[START OF Entries]
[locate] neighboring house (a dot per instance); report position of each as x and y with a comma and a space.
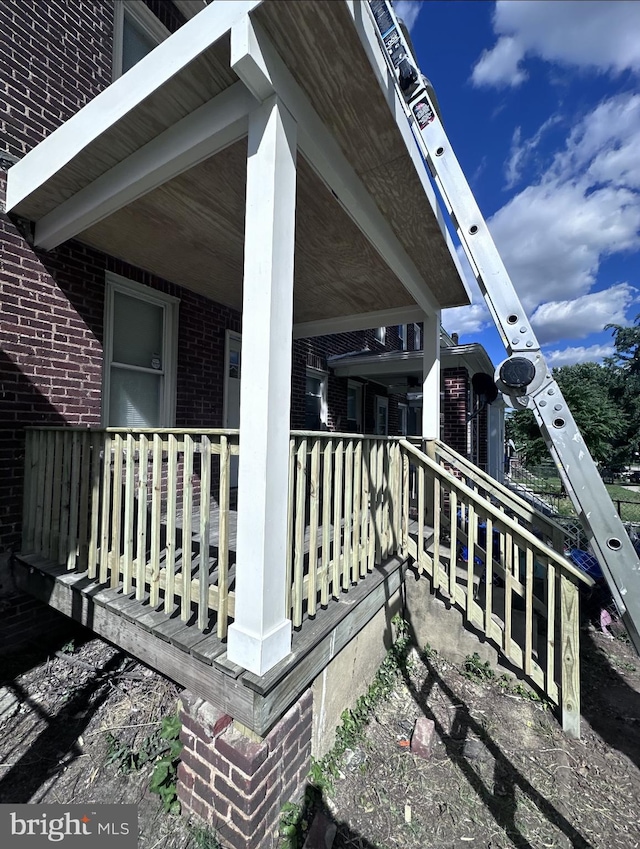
157, 335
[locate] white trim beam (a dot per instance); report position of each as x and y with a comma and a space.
247, 60
200, 135
325, 156
123, 96
363, 321
261, 633
431, 378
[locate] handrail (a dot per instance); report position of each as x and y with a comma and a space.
488, 507
493, 485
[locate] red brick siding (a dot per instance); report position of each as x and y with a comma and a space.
55, 57
455, 387
314, 353
236, 785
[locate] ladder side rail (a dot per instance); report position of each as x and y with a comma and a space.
540, 392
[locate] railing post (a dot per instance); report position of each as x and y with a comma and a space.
430, 451
570, 636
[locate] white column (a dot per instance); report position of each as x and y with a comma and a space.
431, 377
261, 633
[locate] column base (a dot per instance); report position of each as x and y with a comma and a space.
259, 654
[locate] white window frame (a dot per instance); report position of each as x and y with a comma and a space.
417, 337
385, 404
116, 283
403, 413
402, 336
354, 384
229, 337
143, 18
323, 377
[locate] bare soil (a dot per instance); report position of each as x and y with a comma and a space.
501, 773
64, 711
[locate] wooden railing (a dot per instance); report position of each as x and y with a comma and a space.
344, 514
150, 511
145, 510
496, 571
500, 495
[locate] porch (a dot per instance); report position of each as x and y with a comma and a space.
133, 533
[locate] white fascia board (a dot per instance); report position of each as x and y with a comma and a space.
400, 362
122, 96
366, 29
247, 60
325, 156
190, 8
212, 127
363, 321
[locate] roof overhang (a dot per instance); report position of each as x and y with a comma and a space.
153, 170
395, 368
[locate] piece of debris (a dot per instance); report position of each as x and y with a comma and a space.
423, 737
475, 750
321, 834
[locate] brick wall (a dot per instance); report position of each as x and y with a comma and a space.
236, 784
55, 57
314, 353
455, 388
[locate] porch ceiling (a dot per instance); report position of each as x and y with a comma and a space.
394, 367
190, 230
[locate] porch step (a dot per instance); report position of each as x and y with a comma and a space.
167, 627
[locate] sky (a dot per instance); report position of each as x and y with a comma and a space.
541, 102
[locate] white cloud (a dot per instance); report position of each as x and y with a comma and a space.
500, 66
521, 151
553, 236
604, 145
466, 321
582, 316
408, 10
571, 356
599, 34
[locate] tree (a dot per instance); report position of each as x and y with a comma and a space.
590, 392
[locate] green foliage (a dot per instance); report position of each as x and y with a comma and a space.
475, 670
604, 400
165, 774
162, 748
354, 721
296, 819
204, 838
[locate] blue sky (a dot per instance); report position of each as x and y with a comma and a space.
541, 102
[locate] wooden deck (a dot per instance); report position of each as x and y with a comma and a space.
198, 660
112, 513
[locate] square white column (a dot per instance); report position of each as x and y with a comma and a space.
261, 633
431, 377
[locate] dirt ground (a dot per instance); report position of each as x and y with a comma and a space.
69, 715
501, 773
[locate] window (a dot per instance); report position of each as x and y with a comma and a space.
139, 356
136, 31
403, 419
354, 407
315, 412
402, 336
417, 337
382, 415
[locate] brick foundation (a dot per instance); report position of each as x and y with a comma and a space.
238, 785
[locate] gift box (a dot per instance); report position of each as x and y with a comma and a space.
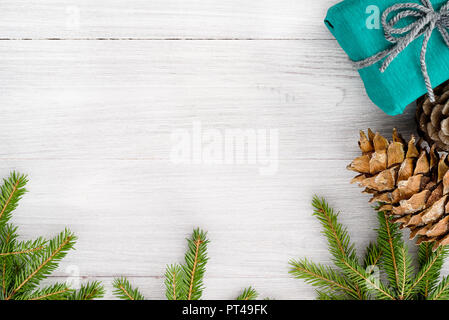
354, 25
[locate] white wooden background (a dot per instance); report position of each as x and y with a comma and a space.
90, 91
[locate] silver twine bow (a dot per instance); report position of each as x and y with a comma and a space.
427, 19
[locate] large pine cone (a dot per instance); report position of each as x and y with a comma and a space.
433, 118
410, 181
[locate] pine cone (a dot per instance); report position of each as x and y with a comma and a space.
410, 181
433, 118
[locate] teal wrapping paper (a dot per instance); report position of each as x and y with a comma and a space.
402, 83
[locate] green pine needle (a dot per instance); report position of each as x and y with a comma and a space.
11, 192
89, 291
389, 256
195, 264
337, 236
174, 282
57, 291
248, 294
124, 290
321, 277
24, 264
182, 282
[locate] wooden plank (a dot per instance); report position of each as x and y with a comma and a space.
216, 288
162, 19
132, 217
115, 100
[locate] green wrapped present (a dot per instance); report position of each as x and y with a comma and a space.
400, 48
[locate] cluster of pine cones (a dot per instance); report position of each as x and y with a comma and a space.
410, 179
411, 182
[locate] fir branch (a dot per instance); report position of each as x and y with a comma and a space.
324, 295
321, 277
389, 239
441, 291
425, 254
11, 248
338, 238
195, 264
428, 271
366, 281
372, 256
124, 290
35, 271
90, 291
174, 284
57, 291
11, 192
248, 294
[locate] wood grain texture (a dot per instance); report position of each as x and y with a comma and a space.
90, 121
162, 19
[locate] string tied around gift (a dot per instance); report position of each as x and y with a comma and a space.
426, 21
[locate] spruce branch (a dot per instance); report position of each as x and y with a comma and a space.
24, 264
57, 291
89, 291
35, 271
338, 238
372, 256
428, 270
174, 284
396, 260
195, 264
325, 295
441, 292
248, 294
426, 254
182, 282
124, 290
322, 277
365, 280
11, 192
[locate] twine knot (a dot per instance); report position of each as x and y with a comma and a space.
426, 20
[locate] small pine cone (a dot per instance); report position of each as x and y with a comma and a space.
433, 118
410, 182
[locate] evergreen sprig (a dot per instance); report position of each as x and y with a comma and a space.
182, 282
24, 264
124, 290
248, 294
389, 256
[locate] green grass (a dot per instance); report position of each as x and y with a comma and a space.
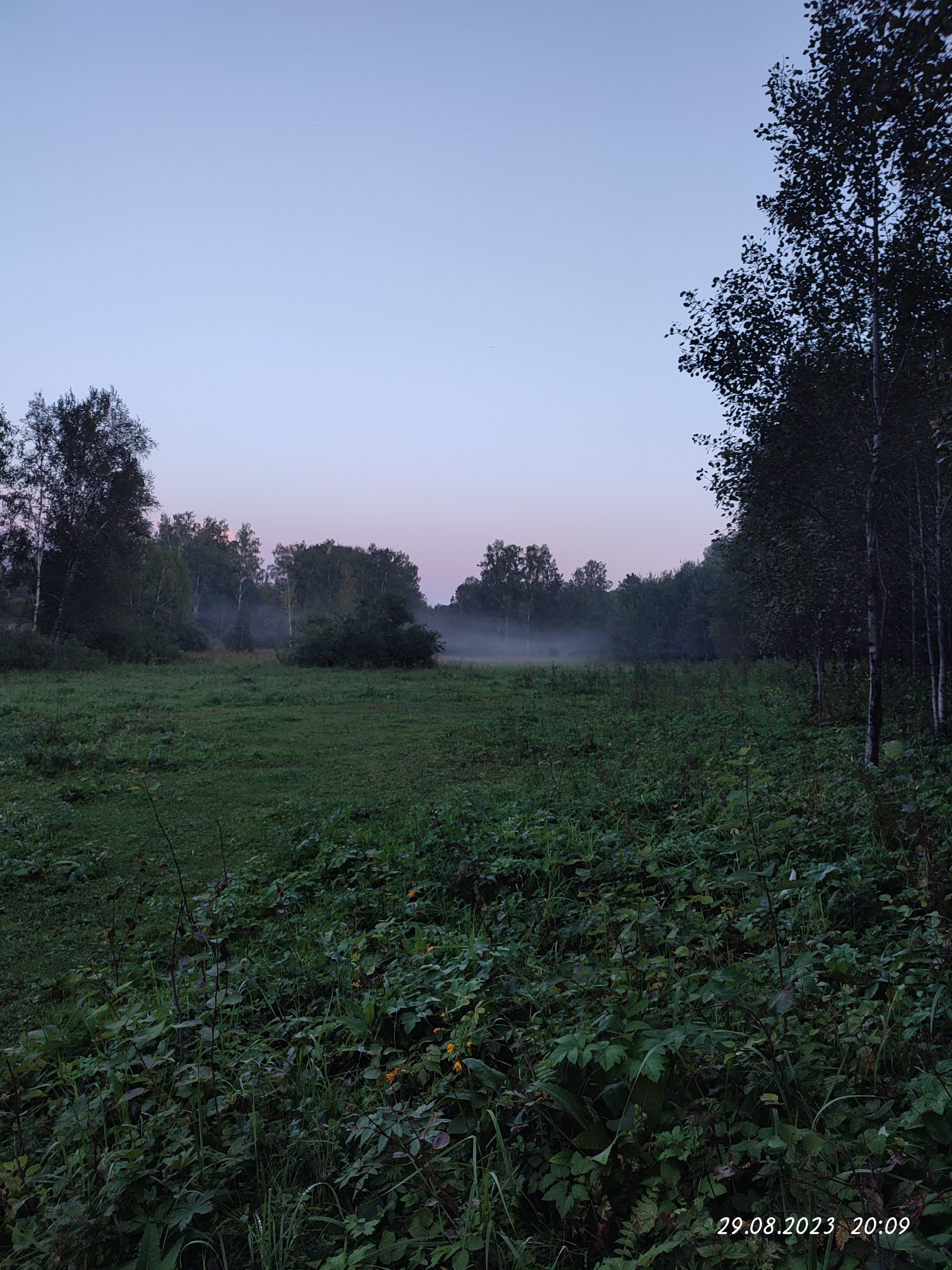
511, 968
237, 748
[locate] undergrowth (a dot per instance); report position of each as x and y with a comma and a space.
699, 973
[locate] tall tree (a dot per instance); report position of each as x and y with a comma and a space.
99, 497
855, 291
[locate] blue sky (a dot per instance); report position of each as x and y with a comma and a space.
394, 271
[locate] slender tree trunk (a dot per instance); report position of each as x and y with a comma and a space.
70, 576
927, 611
940, 598
36, 601
874, 596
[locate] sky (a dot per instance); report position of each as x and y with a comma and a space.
393, 271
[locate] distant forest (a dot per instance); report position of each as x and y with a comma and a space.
87, 565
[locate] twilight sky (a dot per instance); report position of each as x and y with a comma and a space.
393, 271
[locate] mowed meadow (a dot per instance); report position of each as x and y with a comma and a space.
471, 967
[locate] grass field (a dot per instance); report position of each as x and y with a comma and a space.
476, 967
235, 748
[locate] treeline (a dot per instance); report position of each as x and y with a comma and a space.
86, 565
520, 604
83, 564
831, 347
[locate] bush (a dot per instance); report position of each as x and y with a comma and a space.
239, 638
152, 642
23, 649
381, 634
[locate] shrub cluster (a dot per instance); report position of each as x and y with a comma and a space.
381, 634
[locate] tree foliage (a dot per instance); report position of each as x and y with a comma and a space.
831, 346
383, 633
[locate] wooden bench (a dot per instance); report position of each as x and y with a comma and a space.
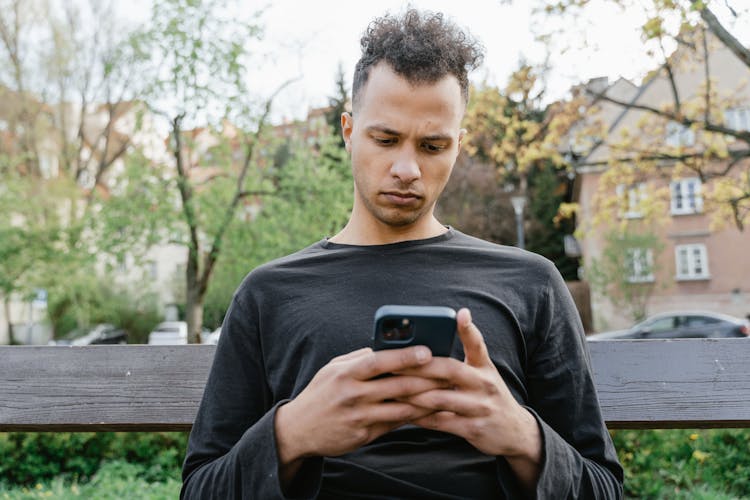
691, 383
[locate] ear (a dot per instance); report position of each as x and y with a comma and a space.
461, 136
347, 125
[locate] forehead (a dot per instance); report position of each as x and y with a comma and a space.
388, 94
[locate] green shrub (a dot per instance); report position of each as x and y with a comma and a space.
114, 480
32, 457
680, 463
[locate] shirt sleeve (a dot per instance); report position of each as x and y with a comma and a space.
232, 449
579, 458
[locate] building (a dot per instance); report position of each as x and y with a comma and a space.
664, 186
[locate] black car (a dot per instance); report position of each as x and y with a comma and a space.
103, 333
673, 325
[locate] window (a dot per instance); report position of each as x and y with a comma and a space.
639, 263
630, 199
679, 135
691, 261
48, 166
737, 118
686, 196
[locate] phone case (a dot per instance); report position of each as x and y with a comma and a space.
398, 326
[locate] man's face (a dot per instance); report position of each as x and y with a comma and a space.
403, 141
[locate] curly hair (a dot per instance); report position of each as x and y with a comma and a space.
421, 47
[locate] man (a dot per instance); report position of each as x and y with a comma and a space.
294, 406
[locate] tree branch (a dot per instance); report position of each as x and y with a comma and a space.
213, 254
743, 135
715, 26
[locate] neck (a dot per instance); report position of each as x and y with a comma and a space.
377, 233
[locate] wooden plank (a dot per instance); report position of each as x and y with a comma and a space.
642, 384
97, 388
685, 383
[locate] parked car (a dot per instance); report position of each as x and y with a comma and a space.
211, 337
169, 333
681, 324
103, 333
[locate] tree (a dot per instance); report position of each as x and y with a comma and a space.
198, 53
687, 36
315, 197
65, 100
626, 270
519, 137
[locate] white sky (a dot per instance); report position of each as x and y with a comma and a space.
307, 39
310, 38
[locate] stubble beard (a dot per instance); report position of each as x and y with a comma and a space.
397, 217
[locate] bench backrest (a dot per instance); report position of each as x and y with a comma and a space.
642, 384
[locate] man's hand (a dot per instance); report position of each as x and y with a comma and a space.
478, 405
343, 408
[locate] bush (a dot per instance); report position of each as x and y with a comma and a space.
679, 463
114, 480
29, 458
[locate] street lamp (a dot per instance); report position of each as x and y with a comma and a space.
519, 202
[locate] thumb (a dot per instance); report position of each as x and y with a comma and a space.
472, 340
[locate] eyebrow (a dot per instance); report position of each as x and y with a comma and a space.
389, 131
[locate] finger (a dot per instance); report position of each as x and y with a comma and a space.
400, 386
444, 421
458, 402
391, 412
472, 340
377, 363
352, 355
452, 372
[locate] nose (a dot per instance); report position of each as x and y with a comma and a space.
405, 166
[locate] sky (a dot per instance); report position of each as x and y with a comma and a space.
306, 40
310, 39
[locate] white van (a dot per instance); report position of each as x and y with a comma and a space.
169, 333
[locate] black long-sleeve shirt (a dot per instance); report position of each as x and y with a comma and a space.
292, 316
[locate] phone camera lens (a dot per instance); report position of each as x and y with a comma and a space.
398, 330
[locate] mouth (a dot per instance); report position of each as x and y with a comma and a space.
402, 197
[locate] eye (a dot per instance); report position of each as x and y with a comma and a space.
384, 141
432, 148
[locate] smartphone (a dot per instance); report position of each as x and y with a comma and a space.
399, 326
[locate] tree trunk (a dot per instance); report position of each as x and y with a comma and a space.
194, 316
194, 297
6, 307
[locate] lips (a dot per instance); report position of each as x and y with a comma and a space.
402, 198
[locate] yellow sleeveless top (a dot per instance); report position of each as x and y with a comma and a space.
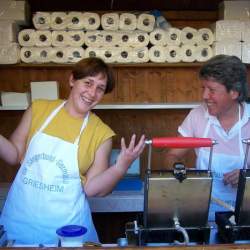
68, 128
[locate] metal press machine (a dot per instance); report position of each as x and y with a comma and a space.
176, 202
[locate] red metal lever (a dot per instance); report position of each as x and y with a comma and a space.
181, 142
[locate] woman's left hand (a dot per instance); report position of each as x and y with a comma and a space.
130, 153
232, 178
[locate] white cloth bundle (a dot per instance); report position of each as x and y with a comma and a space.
92, 20
205, 36
173, 53
75, 38
246, 52
59, 20
9, 53
228, 30
29, 54
8, 32
109, 54
125, 55
188, 53
110, 38
203, 53
94, 38
43, 38
231, 48
127, 21
42, 20
157, 54
139, 39
17, 11
74, 54
145, 22
140, 55
173, 36
27, 37
93, 52
43, 54
189, 36
110, 21
158, 37
59, 38
59, 55
246, 31
75, 20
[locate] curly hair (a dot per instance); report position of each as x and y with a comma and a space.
229, 71
93, 66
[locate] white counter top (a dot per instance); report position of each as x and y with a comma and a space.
118, 201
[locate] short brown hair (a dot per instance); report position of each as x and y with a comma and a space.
93, 66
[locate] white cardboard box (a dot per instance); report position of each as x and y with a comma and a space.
44, 90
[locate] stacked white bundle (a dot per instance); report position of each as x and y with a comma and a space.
43, 54
127, 21
75, 54
189, 36
93, 52
173, 53
43, 38
158, 37
203, 53
205, 36
9, 53
188, 53
94, 38
140, 55
146, 22
29, 54
75, 38
173, 36
14, 11
157, 54
75, 21
42, 20
91, 20
125, 55
110, 38
9, 48
110, 21
59, 38
27, 37
59, 20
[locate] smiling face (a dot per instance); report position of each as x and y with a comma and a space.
85, 94
219, 101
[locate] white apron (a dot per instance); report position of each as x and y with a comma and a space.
221, 163
47, 192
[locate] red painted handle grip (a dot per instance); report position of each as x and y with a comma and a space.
181, 142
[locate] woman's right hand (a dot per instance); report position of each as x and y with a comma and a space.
129, 154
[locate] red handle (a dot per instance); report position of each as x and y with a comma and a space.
181, 142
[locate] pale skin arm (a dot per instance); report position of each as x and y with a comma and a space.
101, 179
13, 150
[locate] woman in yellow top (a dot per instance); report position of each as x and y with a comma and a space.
64, 152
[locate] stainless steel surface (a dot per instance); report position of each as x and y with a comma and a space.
169, 198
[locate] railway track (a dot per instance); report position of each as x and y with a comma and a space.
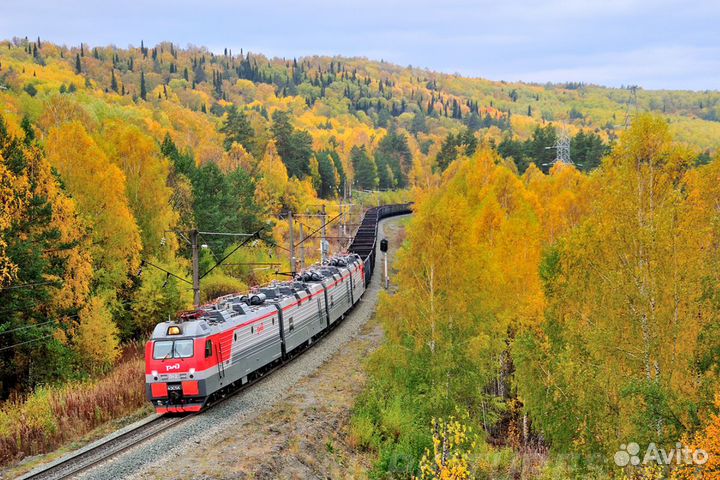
[END OF Entries]
- What is expected: Count the lines in the data above that contain the string "brick", and give only that number.

- Written solution: 3